> **Directions**: Format the lines below as a Markdown table with the columns Row and Line, starting at the line containing "Outline green leaf print." and ending at the line containing "760,962,817,1015", both included. Number each row and leave out any blank lines.

> **Dataset records**:
····················

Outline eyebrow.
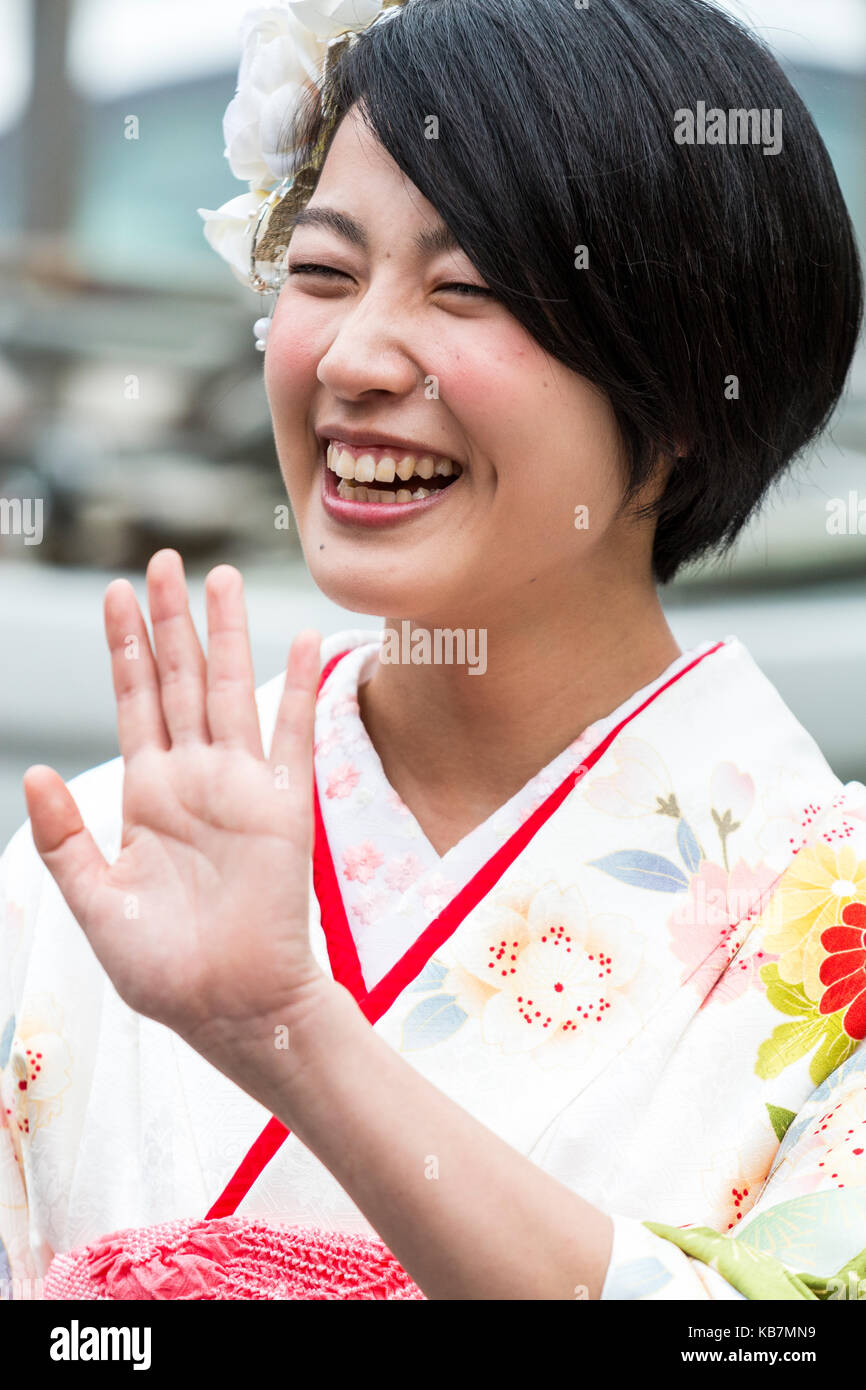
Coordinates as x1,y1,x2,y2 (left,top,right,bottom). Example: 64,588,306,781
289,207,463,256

····················

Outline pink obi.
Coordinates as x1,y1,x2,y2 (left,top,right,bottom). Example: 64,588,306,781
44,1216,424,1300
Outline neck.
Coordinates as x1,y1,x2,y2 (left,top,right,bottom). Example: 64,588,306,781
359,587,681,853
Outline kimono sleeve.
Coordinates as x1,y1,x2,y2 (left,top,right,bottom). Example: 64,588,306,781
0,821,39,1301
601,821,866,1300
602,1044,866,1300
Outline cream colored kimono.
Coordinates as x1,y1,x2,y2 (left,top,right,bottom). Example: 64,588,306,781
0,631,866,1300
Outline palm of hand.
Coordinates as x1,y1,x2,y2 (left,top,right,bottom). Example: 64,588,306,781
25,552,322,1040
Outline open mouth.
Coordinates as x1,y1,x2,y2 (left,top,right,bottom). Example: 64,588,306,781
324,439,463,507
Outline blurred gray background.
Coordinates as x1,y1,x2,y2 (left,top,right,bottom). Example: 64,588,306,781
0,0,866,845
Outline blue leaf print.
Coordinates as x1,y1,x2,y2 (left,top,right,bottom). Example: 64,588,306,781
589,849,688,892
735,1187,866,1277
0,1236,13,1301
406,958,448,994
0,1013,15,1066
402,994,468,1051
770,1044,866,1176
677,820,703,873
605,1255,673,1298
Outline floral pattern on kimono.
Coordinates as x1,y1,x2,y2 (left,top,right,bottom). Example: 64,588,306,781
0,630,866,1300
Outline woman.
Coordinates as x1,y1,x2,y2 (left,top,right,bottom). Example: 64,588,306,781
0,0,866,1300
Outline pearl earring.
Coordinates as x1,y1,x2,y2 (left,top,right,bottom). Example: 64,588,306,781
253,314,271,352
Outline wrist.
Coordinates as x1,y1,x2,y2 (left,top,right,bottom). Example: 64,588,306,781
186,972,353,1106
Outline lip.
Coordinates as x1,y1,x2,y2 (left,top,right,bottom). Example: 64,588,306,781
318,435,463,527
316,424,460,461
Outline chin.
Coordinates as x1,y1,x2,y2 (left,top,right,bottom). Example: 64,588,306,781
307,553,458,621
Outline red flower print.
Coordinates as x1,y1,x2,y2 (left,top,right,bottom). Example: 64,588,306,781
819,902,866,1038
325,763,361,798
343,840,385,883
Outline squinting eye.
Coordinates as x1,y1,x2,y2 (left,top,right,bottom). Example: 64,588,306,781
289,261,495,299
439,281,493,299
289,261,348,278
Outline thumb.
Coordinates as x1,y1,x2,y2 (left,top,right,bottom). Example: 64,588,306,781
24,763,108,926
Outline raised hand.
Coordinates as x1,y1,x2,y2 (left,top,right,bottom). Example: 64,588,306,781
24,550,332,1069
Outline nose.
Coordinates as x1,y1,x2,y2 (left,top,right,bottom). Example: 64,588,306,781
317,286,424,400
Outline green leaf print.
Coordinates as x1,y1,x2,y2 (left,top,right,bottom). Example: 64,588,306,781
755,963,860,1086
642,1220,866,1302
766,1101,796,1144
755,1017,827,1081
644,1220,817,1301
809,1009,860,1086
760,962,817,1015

····················

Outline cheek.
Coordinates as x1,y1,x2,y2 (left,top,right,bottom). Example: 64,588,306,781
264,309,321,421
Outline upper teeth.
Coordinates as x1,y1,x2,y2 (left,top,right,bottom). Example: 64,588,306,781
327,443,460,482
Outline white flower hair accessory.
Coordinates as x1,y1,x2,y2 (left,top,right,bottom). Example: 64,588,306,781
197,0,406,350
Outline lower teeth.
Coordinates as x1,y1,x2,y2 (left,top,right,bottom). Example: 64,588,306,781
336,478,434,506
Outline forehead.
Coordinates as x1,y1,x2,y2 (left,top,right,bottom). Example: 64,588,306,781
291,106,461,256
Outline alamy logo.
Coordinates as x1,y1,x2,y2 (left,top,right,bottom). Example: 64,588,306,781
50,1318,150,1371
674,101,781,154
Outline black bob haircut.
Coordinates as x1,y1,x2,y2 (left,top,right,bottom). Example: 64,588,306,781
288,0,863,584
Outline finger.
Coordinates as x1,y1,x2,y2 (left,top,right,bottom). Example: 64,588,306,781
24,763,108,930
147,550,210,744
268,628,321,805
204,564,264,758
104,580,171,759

····················

> **Exercise result**:
| Row | Line |
|---|---|
| 1 | Outline green leaf print. |
| 2 | Coordinates as x1,y1,x2,y2 (left,top,right,bottom). Example: 64,588,306,781 |
| 3 | 755,963,860,1086 |
| 4 | 642,1220,866,1302 |
| 5 | 766,1101,796,1144 |
| 6 | 755,1017,827,1081 |
| 7 | 644,1220,817,1301 |
| 8 | 809,1009,860,1086 |
| 9 | 760,962,817,1015 |